::: Data provided
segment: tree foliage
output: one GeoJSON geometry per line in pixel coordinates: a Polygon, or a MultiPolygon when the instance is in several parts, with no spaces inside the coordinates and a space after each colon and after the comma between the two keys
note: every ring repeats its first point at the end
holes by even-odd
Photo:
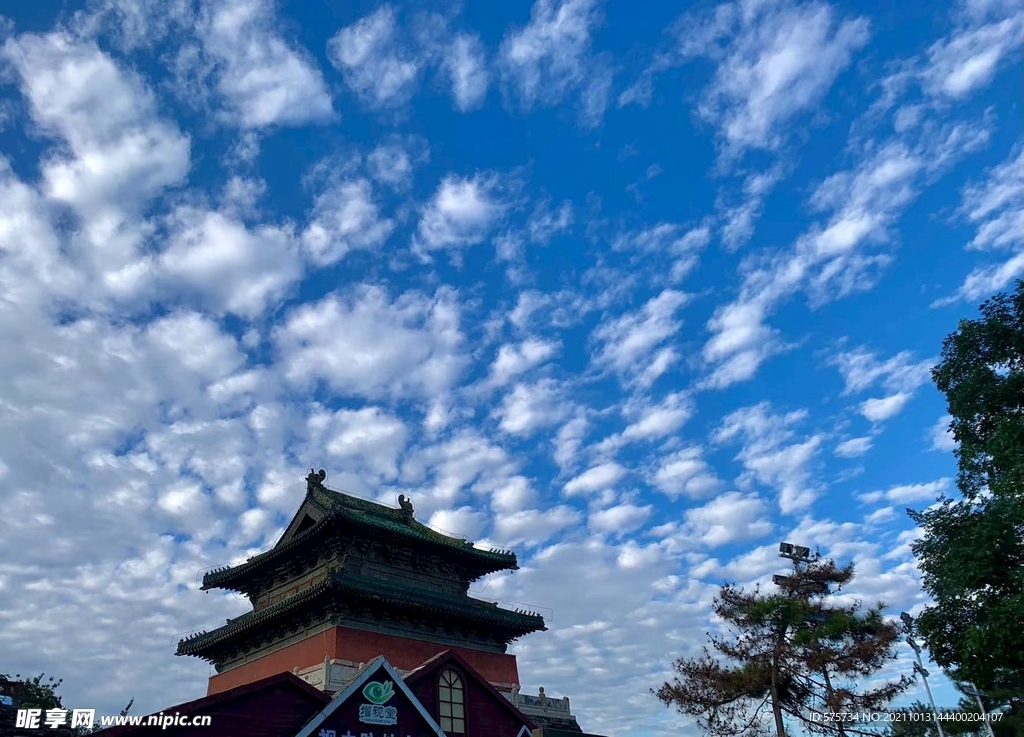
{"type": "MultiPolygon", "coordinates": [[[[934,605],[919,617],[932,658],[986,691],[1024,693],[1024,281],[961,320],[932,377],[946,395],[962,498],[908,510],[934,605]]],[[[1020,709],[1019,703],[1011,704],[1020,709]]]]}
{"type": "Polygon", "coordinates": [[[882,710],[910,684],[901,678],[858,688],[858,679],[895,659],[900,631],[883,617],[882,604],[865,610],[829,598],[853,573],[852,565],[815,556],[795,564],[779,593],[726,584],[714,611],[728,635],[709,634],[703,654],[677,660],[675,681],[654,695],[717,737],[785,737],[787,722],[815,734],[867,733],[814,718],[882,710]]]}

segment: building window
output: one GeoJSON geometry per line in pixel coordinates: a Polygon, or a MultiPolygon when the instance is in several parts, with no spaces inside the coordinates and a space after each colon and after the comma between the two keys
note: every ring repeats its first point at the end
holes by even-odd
::::::
Format all of the data above as a JSON list of strings with one string per line, skipping blank lines and omitting the pictures.

- **Result of the task**:
[
  "segment: tree foliage",
  "output: one GeoJSON geometry per line in pixel coordinates: a Polygon, or a MultiPolygon when the instance is in several parts, with no spaces inside the coordinates and a space after each colon and after the comma between the two keys",
  "note: every ring repeats its first point at the end",
  "holes by even-odd",
  "Photo:",
  "{\"type\": \"MultiPolygon\", \"coordinates\": [[[[934,605],[919,617],[932,658],[986,691],[1024,693],[1024,281],[961,320],[932,377],[946,395],[962,498],[908,510],[934,605]]],[[[1020,709],[1019,703],[1011,704],[1020,709]]]]}",
  "{\"type\": \"Polygon\", \"coordinates\": [[[882,710],[910,684],[901,678],[858,688],[858,679],[895,659],[900,631],[883,617],[882,604],[865,610],[829,598],[853,573],[852,565],[815,556],[795,564],[779,593],[726,584],[714,611],[728,635],[709,634],[703,654],[677,660],[675,681],[654,695],[717,737],[785,737],[787,722],[815,734],[867,733],[814,718],[882,710]]]}",
  "segment: building window",
  "output: one GeoJSON geometry per line in pixel coordinates: a Polygon, or a MultiPolygon when the instance is in several parts, with no spaces inside the coordinates and a space after each colon and after the comma between the two keys",
  "note: every ring repeats its first point at the end",
  "holes by even-odd"
]